Reproduce the material from the line containing "segment the kitchen island" through the end of the material, with "region" swapped for "area" and all else unchanged. Leave the pictures out of the answer.

## begin Listing

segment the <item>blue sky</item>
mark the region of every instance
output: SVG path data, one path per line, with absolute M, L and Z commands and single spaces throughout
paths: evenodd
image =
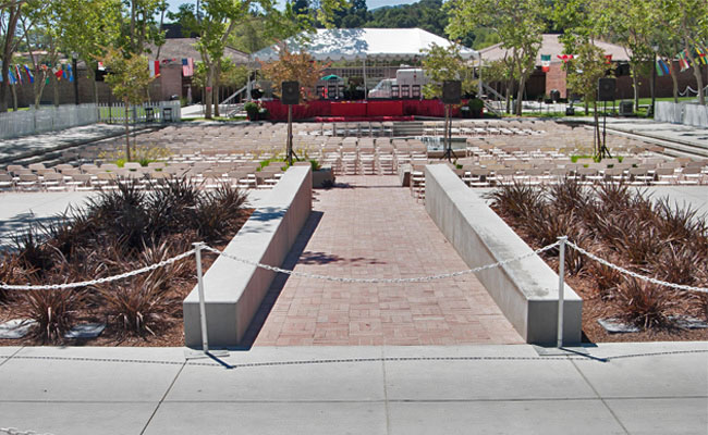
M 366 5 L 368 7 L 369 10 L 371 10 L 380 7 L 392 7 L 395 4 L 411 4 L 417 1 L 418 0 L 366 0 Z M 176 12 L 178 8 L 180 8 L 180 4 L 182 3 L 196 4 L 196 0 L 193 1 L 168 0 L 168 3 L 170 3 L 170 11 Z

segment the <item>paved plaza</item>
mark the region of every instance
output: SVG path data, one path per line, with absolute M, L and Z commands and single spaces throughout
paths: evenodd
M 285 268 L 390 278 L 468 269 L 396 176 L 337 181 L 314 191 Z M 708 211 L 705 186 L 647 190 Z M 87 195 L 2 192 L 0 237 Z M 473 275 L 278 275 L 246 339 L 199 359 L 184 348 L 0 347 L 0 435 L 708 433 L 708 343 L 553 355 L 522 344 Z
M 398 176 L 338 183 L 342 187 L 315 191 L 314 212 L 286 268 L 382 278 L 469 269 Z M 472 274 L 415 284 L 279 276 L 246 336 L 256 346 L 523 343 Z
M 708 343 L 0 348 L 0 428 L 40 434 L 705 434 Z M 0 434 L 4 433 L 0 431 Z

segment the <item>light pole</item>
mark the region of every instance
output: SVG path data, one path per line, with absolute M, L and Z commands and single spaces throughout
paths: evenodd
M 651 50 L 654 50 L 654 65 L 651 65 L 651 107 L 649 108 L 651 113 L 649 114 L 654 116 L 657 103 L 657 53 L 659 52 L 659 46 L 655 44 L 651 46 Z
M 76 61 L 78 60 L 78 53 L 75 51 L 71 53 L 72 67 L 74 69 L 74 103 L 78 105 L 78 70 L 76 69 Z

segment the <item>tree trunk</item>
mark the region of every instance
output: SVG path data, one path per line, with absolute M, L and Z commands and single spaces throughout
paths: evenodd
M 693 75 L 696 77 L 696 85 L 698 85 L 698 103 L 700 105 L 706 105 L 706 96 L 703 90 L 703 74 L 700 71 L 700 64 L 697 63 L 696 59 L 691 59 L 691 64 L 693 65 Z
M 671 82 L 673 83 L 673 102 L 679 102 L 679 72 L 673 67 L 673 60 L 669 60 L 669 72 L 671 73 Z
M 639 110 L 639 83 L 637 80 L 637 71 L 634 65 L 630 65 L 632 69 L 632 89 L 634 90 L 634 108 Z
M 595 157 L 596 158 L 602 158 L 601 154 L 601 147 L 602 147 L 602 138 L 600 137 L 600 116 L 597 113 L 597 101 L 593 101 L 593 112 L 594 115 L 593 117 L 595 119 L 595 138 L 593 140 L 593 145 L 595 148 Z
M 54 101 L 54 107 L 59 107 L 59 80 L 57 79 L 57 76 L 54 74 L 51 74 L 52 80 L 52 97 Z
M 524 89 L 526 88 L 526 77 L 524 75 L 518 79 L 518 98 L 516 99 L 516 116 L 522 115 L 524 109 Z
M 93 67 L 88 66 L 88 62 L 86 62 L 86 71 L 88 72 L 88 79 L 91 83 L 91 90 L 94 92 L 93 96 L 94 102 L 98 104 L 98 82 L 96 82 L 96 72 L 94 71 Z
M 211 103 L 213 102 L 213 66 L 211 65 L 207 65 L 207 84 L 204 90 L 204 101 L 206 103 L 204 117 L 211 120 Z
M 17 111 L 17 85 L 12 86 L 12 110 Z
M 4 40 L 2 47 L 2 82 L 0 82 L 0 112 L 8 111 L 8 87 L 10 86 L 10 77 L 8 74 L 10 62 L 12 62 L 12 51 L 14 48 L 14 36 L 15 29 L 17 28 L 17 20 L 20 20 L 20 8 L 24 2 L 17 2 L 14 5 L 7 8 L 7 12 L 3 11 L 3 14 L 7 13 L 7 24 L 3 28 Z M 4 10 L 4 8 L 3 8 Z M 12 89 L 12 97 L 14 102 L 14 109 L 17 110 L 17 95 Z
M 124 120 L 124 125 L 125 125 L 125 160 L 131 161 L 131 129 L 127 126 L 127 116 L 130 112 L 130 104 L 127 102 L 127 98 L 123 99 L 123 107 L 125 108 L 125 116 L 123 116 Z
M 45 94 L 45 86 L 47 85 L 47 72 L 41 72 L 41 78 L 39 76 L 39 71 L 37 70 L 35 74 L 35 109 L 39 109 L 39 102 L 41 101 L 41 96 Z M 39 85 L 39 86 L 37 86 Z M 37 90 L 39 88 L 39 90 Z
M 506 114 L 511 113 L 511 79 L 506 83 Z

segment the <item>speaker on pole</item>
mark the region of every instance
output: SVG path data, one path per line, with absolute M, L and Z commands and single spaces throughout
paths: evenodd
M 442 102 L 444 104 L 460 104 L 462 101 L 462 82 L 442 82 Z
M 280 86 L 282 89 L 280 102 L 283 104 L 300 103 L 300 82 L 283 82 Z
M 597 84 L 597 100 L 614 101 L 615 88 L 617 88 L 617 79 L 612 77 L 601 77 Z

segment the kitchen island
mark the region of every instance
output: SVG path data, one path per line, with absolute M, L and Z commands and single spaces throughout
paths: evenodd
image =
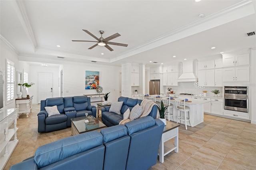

## end Listing

## Reply to the task
segment the kitchen island
mark the area of every instance
output: SVG path data, one path per line, with absolute M, L and Z commands and single spaces throughout
paths: evenodd
image =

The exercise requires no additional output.